Requirement 1:
From the records below, format the lines from the one containing "mark the region of every instance of the cherry" up to and including the one containing "137 2 L 139" as a JSON list of strings, one string per line, with blank lines omitted.
::::
The U.S. and South Korean presidents seem to be trying to topple the DPRK government through sanctions. This may work, but it probably won't. It will certainly provoke strong retaliatory actions from the North Koreans. There are new reports of activity at three nuclear test sites there. Despite these alarming signals, and the greater threat of mistakes leading to violent clashes, little will likely change for the next two months.

South Korea or US

The public discussion about Korea in the U.S., and primarily in Washington, assumes that the next U.S. president will have the power and authority to change the dynamic with North Korea. The current dynamic is as dangerous, heated and unstable as it has been in almost 20 years. So the new president will choose among three available options: increase economic and military pressure, do nothing, or engage with the North in a serious manner for the first time in 16 years. We should hope that the third option gains the president's support. That option would mean that the U.S. would credibly offer to work toward win-win goals like ending the Korean War, assisting in preparing for the DPRK to join the international monetary system, reducing most sanctions, and establishing diplomatic relations.

There is a fourth option, and there are both political and practical reasons for the U.S. leader to choose it. That option would be to attempt half-hearted engagement, while ramping up sanctions and maintaining heightened military pressure. In such a case, there would be new background U.S.-DPRK talks, but the basis would be short-term, and based on the most immediate needs of the governments. Despite repeated calls from the most experienced and informed specialists, recognition of the U.S. history of flip-flopping policies and strategic mistakes, and new realities in North Korea, would be ignored. The symbolic needs of the U.S. administration will be insisted upon, so that a deal would be unlikely. If one is achieved at all, it will be smaller, take longer, and have less chance of success.
::::
Requirement 2:
Transcribe the Korea policy commentary above from "South Korea or" up to and including "establishing diplomatic relations.".

Data records:
::::
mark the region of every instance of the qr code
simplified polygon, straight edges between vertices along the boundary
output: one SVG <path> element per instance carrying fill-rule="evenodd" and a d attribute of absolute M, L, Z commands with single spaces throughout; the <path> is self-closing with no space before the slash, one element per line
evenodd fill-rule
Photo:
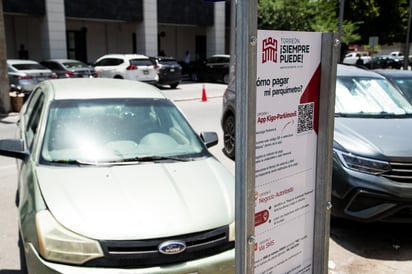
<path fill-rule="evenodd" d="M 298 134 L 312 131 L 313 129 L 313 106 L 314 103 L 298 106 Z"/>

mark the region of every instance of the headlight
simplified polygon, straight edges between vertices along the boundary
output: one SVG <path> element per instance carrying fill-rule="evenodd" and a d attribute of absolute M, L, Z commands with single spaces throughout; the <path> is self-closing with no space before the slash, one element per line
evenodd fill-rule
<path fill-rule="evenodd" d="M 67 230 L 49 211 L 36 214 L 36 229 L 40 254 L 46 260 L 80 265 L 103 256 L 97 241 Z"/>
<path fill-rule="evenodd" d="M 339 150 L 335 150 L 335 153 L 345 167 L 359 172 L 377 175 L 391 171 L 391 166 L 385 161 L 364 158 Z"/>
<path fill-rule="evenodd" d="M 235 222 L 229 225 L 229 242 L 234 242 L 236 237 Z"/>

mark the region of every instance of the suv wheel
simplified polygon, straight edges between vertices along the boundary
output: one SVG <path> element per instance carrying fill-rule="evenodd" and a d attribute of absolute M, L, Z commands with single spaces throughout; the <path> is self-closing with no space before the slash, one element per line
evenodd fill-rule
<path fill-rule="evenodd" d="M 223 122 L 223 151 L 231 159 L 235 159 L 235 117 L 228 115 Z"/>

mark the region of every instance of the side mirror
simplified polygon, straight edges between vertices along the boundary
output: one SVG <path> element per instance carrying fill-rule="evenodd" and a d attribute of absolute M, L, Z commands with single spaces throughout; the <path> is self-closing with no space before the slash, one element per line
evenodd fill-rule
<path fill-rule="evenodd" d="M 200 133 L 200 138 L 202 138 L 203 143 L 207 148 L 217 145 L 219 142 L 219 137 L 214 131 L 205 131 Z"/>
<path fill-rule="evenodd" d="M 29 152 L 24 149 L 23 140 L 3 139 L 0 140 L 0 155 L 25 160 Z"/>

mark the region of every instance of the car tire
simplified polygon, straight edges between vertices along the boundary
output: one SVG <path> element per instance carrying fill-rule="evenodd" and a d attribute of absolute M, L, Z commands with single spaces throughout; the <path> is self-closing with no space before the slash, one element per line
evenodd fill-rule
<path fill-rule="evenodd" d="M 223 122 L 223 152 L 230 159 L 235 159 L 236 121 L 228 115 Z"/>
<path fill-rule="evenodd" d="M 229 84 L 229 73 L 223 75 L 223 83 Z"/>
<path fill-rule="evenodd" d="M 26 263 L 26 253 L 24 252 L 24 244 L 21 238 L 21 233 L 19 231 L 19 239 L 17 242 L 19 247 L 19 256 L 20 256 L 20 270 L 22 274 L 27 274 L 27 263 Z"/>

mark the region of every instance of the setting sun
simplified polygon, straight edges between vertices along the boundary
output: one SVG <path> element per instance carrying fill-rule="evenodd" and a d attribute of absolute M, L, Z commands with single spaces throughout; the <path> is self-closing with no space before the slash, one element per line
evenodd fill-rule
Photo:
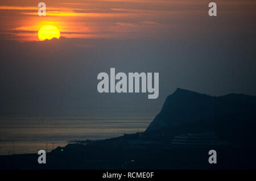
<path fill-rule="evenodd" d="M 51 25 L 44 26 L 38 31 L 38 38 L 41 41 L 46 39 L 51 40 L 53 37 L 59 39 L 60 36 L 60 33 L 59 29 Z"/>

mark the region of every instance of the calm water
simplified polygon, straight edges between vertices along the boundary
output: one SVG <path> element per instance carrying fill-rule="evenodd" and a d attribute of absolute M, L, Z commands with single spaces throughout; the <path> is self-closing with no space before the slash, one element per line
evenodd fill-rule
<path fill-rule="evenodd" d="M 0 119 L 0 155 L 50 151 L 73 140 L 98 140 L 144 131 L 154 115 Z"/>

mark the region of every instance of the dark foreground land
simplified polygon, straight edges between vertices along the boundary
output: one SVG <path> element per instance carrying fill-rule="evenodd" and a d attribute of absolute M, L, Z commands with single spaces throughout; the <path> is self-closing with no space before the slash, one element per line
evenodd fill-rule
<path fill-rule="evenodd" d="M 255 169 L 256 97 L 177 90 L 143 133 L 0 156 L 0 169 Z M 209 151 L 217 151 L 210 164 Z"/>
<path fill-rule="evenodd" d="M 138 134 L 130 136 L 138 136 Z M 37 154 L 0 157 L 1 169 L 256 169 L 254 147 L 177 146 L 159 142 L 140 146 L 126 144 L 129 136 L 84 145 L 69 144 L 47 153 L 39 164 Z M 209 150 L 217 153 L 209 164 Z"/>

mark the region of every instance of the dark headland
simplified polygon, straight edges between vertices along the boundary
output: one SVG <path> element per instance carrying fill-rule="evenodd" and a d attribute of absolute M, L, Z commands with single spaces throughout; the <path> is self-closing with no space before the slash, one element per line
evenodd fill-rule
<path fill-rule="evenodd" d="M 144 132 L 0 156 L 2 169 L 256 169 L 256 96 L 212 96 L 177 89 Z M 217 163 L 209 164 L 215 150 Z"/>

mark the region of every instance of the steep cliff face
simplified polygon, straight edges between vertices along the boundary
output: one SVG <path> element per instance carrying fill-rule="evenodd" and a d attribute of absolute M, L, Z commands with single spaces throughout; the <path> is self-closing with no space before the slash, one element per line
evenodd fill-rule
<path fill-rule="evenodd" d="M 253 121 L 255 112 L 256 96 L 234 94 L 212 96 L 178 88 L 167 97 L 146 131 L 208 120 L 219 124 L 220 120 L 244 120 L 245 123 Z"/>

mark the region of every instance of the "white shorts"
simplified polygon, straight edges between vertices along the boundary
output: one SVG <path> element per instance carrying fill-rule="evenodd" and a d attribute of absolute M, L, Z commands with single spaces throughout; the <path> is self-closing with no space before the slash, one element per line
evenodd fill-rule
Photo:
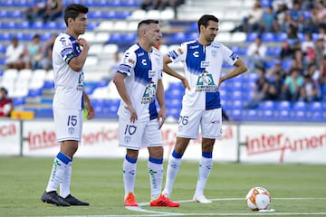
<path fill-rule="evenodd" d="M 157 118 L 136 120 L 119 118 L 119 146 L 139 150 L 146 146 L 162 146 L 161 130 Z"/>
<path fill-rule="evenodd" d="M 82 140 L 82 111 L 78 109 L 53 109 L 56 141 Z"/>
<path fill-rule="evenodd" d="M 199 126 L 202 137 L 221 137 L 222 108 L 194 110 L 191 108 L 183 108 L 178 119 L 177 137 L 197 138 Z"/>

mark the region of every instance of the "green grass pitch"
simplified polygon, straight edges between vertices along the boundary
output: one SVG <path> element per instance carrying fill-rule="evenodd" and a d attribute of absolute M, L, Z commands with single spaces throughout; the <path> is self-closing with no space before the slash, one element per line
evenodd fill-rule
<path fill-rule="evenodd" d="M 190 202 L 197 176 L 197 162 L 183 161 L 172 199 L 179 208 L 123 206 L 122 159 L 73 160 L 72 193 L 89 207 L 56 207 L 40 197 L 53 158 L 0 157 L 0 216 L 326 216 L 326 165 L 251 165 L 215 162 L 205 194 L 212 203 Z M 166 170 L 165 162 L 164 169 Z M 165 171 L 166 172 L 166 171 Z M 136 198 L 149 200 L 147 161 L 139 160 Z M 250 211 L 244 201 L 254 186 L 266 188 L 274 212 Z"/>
::::
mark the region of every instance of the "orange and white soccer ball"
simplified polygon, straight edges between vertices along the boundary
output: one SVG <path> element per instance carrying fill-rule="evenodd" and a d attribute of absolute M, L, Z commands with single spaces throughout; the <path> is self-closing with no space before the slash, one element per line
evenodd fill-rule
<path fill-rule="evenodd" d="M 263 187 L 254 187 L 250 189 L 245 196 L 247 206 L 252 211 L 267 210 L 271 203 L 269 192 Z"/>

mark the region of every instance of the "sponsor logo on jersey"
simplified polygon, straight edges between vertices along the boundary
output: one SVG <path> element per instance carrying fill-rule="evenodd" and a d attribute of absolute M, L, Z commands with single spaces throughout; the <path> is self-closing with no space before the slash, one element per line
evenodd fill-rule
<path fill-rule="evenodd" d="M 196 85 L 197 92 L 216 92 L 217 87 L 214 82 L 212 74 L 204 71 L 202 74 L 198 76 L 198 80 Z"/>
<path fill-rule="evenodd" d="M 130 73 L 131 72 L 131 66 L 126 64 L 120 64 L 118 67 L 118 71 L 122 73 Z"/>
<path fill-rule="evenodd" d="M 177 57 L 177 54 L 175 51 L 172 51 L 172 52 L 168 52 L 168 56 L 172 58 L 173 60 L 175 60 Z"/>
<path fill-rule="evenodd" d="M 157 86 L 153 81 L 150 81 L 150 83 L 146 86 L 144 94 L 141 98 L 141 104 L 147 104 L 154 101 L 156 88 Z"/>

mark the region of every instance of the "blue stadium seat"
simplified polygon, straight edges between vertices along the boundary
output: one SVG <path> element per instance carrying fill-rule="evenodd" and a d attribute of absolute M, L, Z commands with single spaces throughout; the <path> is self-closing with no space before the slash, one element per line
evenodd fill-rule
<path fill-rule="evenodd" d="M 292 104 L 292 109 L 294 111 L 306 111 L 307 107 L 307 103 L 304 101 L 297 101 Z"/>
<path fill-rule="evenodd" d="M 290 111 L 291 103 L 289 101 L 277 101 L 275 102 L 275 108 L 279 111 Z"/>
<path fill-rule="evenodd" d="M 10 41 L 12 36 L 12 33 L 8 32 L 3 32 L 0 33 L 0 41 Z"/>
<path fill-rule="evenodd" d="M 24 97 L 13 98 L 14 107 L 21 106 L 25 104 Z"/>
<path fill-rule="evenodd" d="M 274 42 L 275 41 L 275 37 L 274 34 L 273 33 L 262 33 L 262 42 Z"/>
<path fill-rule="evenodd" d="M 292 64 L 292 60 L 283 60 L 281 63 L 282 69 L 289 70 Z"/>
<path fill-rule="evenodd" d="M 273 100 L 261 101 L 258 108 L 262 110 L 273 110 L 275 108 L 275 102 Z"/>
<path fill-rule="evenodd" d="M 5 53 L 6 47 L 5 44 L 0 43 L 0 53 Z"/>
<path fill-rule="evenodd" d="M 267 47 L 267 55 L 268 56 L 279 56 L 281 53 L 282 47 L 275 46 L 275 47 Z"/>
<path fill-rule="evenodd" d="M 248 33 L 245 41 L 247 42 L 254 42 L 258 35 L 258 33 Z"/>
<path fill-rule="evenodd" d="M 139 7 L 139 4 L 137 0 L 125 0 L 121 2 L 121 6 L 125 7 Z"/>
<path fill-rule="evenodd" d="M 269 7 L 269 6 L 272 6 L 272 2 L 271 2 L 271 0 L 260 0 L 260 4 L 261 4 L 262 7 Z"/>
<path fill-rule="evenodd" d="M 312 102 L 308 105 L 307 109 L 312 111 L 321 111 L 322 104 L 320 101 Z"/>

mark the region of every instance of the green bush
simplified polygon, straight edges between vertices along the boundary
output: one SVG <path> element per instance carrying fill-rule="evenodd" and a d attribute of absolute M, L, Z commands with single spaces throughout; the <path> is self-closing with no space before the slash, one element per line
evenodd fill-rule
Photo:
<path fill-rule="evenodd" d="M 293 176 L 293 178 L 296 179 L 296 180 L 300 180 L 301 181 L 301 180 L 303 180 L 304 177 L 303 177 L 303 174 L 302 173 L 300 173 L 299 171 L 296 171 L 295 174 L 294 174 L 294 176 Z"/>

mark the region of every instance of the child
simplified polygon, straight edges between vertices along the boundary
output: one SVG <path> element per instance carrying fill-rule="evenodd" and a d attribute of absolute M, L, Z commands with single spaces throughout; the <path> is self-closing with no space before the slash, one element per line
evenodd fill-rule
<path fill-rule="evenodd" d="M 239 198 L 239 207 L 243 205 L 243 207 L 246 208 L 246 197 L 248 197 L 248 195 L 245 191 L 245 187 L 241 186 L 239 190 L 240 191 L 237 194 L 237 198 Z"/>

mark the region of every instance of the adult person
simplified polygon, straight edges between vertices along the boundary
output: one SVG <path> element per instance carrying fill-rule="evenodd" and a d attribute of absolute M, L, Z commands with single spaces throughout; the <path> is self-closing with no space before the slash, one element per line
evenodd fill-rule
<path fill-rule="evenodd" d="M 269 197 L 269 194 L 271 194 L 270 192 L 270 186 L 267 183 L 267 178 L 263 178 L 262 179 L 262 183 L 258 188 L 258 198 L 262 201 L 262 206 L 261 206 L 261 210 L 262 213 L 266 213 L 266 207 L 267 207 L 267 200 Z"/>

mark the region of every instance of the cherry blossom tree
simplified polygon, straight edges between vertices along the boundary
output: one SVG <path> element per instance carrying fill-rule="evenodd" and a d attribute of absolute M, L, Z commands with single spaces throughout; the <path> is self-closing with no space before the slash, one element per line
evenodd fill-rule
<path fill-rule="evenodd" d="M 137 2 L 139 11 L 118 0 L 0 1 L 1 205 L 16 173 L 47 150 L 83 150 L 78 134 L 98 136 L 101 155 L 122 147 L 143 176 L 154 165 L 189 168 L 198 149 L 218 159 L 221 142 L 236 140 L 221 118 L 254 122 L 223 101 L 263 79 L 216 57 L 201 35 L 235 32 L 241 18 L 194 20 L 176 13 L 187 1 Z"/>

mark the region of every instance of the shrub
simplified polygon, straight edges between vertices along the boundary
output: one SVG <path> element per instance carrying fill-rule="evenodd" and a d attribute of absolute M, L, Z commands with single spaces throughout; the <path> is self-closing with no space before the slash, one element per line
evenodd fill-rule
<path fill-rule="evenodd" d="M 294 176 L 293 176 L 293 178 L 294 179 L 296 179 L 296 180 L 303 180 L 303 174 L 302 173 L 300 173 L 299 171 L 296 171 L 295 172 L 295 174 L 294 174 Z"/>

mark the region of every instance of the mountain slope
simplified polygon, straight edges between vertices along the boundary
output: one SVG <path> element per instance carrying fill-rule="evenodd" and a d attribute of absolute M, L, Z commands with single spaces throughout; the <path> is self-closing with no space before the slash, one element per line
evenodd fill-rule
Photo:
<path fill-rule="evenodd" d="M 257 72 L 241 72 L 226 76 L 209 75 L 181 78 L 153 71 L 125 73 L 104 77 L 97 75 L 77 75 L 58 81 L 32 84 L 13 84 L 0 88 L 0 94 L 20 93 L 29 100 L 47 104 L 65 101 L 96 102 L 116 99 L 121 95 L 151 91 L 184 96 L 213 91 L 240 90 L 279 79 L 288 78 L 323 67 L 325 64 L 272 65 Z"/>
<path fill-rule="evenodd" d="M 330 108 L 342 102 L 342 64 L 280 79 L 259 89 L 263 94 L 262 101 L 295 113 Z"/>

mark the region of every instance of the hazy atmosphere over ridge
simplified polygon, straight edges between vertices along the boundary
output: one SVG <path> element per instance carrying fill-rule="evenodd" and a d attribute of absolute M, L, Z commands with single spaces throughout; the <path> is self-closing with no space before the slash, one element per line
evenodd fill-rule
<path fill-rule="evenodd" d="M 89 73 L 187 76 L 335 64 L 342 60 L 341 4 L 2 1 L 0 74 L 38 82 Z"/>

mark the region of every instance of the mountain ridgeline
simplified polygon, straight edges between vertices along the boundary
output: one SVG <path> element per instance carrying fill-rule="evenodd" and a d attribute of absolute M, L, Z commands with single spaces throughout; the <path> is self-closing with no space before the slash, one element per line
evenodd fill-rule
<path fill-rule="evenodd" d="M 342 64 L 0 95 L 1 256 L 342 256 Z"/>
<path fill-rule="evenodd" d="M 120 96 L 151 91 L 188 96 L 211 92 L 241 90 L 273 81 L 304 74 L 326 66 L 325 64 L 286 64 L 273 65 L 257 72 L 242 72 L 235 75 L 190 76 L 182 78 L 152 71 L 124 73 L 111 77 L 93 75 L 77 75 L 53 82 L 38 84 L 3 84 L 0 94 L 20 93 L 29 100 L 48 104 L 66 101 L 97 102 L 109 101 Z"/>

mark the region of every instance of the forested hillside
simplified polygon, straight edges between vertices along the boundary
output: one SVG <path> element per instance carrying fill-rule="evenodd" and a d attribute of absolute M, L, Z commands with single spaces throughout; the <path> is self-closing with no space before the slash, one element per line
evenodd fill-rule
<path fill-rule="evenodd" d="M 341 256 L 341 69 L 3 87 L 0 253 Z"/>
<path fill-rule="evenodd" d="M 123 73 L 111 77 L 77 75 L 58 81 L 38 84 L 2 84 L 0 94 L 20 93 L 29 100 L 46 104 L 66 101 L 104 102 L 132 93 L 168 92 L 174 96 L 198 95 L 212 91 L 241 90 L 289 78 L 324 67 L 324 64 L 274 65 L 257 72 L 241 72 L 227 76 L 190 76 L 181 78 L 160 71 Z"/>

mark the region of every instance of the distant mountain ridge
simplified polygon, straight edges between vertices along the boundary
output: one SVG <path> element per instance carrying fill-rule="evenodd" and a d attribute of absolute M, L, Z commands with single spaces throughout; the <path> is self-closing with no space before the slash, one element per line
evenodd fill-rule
::::
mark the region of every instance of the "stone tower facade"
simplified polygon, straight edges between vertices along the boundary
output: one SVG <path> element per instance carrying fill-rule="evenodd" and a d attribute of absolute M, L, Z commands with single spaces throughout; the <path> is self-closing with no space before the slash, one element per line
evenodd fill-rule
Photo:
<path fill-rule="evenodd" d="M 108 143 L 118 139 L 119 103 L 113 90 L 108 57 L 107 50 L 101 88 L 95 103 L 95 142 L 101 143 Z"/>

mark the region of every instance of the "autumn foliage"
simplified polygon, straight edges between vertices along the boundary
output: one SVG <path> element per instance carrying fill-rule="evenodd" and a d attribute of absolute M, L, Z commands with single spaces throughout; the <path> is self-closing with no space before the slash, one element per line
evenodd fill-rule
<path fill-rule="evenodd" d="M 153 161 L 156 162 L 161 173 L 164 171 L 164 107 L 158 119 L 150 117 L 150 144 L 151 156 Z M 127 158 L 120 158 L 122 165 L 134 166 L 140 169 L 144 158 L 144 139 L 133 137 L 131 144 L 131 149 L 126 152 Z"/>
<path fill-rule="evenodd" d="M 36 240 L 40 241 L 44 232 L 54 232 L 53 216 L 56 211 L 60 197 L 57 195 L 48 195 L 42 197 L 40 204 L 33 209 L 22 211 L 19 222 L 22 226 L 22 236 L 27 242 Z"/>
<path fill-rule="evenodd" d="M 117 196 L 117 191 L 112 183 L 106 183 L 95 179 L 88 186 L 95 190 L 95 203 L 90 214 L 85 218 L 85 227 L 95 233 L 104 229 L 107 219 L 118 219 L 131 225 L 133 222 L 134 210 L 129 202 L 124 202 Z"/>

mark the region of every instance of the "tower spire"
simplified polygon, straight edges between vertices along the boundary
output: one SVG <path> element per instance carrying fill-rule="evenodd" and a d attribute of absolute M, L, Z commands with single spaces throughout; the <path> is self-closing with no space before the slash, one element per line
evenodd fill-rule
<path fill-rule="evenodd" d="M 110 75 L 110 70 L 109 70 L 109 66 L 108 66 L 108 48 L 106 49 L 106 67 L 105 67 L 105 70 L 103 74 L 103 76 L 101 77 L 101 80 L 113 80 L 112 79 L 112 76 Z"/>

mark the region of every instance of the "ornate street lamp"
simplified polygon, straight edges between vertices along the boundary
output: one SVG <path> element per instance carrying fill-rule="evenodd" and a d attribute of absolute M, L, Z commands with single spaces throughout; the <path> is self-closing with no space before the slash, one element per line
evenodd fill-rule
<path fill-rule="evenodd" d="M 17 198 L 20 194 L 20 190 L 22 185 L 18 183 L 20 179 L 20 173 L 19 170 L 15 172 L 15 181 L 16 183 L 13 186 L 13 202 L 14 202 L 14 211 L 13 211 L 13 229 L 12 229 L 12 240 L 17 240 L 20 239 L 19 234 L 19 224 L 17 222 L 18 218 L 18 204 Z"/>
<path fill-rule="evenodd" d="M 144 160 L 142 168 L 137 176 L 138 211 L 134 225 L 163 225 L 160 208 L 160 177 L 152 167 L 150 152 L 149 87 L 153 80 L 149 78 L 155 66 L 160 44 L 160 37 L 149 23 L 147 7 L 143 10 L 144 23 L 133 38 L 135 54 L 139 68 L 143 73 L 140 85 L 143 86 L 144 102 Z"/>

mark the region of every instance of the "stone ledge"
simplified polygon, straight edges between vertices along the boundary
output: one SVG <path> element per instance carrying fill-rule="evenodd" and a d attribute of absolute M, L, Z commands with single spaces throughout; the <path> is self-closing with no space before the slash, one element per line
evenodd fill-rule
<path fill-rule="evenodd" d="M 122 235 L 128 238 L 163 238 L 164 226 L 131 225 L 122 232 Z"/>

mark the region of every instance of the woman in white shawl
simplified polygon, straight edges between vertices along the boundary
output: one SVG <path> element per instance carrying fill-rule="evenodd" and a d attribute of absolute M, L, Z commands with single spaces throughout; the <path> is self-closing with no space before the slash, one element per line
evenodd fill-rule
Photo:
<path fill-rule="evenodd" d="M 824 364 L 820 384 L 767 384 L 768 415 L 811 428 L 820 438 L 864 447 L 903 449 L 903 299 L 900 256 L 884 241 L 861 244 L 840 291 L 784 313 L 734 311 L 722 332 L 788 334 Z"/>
::::
Solution 1:
[
  "mark the region of every instance of the cherry blossom tree",
  "simplified polygon, straight edges between vertices along the boundary",
  "output: one SVG <path> element per instance carrying fill-rule=\"evenodd\" and a d attribute of absolute M, L, Z commands with single spaces throughout; the <path> is self-closing with no space before the slash, one element per line",
  "evenodd fill-rule",
  "<path fill-rule=\"evenodd\" d=\"M 137 2 L 139 11 L 118 0 L 0 1 L 1 205 L 16 173 L 47 150 L 83 150 L 78 134 L 98 136 L 101 155 L 122 147 L 143 176 L 154 165 L 189 168 L 198 149 L 218 159 L 221 142 L 236 140 L 221 118 L 254 122 L 223 101 L 263 79 L 216 57 L 201 35 L 235 32 L 241 18 L 194 20 L 176 13 L 187 1 Z\"/>"
]

Solution 2:
South Korea or US

The public discussion about Korea in the U.S., and primarily in Washington, assumes that the next U.S. president will have the power and authority to change the dynamic with North Korea. The current dynamic is as dangerous, heated and unstable as it has been in almost 20 years. So the new president will choose among three available options: increase economic and military pressure, do nothing, or engage with the North in a serious manner for the first time in 16 years. We should hope that the third option gains the president's support. That option would mean that the U.S. would credibly offer to work toward win-win goals like ending the Korean War, assisting in preparing for the DPRK to join the international monetary system, reducing most sanctions, and establishing diplomatic relations.